**WORK REQUEST:** For the word "solitary", state how many lines below contain it. Give no other text.
....................
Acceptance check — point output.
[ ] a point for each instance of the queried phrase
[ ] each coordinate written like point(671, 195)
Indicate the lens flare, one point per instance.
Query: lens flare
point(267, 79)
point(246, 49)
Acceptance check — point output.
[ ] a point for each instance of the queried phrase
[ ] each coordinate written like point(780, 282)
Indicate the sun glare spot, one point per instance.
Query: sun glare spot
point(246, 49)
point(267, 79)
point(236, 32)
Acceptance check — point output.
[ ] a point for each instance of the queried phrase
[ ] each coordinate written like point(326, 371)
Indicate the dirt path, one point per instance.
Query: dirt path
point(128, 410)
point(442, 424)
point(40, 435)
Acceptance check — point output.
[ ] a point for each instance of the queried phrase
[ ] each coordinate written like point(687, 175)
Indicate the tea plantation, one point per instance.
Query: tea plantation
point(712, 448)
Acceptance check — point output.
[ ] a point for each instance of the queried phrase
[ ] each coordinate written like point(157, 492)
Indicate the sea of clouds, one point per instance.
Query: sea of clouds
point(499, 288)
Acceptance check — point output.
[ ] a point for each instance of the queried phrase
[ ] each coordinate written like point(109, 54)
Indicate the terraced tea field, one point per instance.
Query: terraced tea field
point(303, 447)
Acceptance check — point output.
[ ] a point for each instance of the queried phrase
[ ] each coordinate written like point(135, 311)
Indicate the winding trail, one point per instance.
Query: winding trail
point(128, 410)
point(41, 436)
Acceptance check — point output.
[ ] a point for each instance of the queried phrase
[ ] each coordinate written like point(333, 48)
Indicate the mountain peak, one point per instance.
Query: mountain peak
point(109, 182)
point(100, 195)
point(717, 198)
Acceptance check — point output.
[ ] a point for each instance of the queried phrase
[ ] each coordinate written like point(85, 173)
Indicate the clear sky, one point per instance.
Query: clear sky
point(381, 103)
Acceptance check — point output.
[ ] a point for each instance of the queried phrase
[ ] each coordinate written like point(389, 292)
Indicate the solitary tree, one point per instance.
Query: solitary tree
....................
**TASK ANSWER:** 2